### Stated task
Reproduce the rows from the line containing "Exercise. Locate the topiary" through the end of the rows, swapping "tab character" for "comma" and changing nothing else.

(Dataset rows about object locations)
* * *

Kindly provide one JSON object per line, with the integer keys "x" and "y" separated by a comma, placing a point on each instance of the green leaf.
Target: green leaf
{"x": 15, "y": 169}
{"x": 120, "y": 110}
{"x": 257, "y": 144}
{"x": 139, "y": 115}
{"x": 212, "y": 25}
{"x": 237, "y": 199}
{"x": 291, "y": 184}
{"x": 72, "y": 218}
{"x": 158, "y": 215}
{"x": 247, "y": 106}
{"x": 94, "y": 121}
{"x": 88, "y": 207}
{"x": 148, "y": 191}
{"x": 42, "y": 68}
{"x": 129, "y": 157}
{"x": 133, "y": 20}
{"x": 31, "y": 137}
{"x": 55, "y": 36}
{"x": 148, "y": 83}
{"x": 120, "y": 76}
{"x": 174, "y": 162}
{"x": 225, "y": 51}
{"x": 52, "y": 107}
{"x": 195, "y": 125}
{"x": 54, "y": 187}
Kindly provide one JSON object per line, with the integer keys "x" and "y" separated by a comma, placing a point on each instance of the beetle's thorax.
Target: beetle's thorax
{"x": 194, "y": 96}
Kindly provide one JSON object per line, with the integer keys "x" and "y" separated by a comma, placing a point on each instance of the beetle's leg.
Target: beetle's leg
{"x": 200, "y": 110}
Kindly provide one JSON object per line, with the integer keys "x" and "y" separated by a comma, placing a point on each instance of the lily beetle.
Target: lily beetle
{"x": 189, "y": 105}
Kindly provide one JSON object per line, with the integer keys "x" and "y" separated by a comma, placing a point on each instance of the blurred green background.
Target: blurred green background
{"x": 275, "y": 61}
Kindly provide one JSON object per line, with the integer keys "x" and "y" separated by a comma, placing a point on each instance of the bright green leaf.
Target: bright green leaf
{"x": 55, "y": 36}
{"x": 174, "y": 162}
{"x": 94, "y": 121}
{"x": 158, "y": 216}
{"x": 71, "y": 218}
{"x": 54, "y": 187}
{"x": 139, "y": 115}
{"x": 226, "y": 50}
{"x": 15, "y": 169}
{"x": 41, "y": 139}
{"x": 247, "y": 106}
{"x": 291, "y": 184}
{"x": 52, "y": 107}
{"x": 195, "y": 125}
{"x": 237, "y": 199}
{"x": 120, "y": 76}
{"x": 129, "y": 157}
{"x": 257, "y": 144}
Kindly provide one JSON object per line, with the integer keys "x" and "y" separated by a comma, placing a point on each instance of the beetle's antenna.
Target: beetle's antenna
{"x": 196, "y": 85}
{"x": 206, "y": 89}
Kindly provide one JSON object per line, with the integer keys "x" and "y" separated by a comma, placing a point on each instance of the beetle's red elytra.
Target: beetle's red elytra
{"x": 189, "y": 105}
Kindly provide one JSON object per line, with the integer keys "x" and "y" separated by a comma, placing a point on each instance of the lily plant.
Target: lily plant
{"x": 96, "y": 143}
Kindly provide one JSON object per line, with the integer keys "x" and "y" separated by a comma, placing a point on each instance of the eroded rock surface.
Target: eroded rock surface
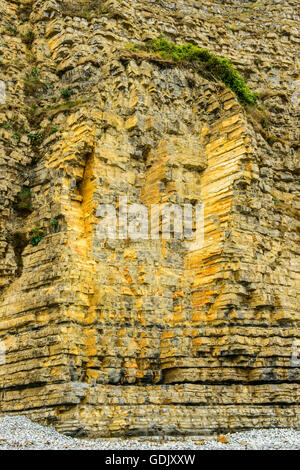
{"x": 147, "y": 337}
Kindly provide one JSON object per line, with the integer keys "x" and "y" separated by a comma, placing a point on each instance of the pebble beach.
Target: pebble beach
{"x": 19, "y": 433}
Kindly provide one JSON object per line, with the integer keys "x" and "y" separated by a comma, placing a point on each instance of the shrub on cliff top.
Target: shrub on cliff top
{"x": 218, "y": 67}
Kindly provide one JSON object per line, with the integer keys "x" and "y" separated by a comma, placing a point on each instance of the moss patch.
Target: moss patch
{"x": 211, "y": 66}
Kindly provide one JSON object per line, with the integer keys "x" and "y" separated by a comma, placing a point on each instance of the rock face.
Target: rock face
{"x": 129, "y": 337}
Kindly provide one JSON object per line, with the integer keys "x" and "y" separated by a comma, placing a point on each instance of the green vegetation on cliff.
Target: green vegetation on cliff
{"x": 218, "y": 67}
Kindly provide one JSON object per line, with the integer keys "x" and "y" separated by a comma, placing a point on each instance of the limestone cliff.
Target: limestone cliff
{"x": 145, "y": 337}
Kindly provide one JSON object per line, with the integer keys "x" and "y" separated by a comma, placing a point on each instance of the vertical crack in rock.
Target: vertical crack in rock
{"x": 110, "y": 337}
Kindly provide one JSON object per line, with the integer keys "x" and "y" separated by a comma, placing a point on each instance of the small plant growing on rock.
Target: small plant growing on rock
{"x": 28, "y": 38}
{"x": 210, "y": 65}
{"x": 54, "y": 223}
{"x": 35, "y": 137}
{"x": 36, "y": 236}
{"x": 65, "y": 93}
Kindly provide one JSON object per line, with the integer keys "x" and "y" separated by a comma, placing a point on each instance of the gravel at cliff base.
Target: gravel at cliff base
{"x": 19, "y": 433}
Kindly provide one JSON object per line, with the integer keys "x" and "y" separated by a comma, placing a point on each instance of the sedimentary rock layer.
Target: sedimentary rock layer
{"x": 112, "y": 337}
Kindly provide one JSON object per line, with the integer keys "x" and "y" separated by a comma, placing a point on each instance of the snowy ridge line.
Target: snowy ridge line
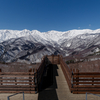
{"x": 55, "y": 36}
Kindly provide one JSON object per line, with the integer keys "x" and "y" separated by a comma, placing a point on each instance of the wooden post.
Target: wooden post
{"x": 36, "y": 81}
{"x": 30, "y": 70}
{"x": 77, "y": 71}
{"x": 52, "y": 59}
{"x": 93, "y": 80}
{"x": 1, "y": 77}
{"x": 15, "y": 81}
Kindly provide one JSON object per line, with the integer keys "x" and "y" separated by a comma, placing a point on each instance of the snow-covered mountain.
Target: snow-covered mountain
{"x": 32, "y": 45}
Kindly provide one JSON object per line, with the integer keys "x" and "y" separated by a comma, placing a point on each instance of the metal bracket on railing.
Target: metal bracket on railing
{"x": 15, "y": 94}
{"x": 92, "y": 94}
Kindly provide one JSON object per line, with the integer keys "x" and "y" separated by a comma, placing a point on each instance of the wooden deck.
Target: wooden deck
{"x": 56, "y": 89}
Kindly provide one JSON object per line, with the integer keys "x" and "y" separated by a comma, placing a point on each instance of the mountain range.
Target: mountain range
{"x": 30, "y": 46}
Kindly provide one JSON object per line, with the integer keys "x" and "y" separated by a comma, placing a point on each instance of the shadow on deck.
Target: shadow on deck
{"x": 49, "y": 85}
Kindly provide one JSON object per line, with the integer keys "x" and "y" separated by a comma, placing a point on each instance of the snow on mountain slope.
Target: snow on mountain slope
{"x": 56, "y": 36}
{"x": 32, "y": 45}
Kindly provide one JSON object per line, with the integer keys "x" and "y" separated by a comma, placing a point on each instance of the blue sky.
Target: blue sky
{"x": 46, "y": 15}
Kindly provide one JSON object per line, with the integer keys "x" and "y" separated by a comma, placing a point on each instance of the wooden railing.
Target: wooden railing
{"x": 28, "y": 82}
{"x": 86, "y": 82}
{"x": 67, "y": 72}
{"x": 14, "y": 82}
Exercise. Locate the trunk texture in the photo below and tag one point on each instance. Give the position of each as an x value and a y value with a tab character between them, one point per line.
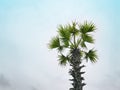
75	71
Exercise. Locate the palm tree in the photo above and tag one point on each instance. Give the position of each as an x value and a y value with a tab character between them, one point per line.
71	44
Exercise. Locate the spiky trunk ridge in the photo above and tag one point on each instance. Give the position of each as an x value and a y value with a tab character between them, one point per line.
75	71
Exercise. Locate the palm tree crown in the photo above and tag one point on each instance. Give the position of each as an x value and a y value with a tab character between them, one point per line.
71	44
73	36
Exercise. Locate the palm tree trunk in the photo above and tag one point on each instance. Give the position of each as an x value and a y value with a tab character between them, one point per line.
75	71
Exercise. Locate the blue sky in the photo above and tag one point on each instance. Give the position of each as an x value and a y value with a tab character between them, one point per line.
26	27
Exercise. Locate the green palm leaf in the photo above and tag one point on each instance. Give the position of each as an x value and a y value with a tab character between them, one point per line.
63	59
91	55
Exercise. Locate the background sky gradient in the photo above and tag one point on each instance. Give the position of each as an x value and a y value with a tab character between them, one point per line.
26	27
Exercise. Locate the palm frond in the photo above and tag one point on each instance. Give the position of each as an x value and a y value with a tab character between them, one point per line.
87	27
63	59
91	55
83	44
72	28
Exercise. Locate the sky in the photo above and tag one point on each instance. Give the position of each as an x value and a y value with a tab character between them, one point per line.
26	27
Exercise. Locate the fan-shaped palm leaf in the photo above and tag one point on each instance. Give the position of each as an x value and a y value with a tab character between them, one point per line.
91	55
63	59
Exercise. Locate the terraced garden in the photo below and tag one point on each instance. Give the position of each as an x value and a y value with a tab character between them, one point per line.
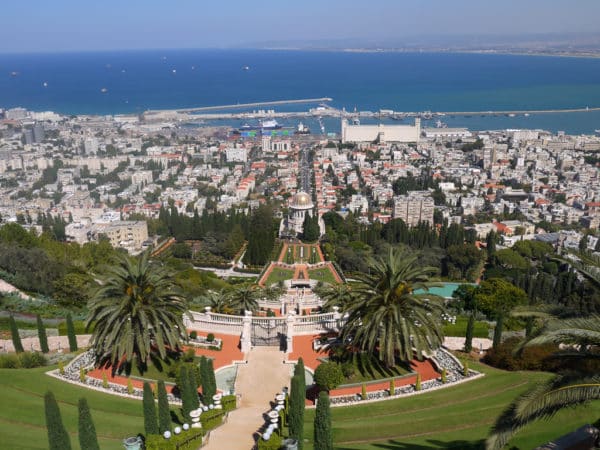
454	418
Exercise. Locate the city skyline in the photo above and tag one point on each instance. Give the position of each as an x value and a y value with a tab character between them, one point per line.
67	25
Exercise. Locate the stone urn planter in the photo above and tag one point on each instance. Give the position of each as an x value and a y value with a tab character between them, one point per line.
195	416
274	416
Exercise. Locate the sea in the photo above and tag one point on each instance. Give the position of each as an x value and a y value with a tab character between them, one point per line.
134	81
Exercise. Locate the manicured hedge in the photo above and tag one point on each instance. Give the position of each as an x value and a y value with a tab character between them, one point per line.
274	443
187	440
228	402
212	418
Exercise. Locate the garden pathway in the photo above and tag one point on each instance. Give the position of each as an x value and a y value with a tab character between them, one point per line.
257	382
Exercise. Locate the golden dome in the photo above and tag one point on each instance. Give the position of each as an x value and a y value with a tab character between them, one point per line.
301	200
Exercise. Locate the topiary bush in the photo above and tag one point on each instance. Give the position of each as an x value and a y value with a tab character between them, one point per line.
328	375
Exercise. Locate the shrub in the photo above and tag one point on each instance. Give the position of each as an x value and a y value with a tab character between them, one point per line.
531	358
322	425
87	431
58	438
29	360
328	375
348	369
10	361
14	332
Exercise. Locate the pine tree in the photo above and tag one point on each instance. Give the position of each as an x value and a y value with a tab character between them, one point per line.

* * *

### Task output
Exercise. Locate the topiary bush in the photo above and tag one point on each instance. Give the position of each as an x value and a y value with a comma between them, one point per line.
328	375
Exercise. Locate the shrub in the photo above and tag one point on each instance. Give the position of each as an x value and a y value with a comma between them, one point per line.
531	358
322	425
87	431
58	438
29	360
328	375
348	369
10	361
14	332
Exercise. Locate the pine tree in the photo above and tag one point on each instance. Give the position of each as an x value and a y value with a comma between them, one point per line.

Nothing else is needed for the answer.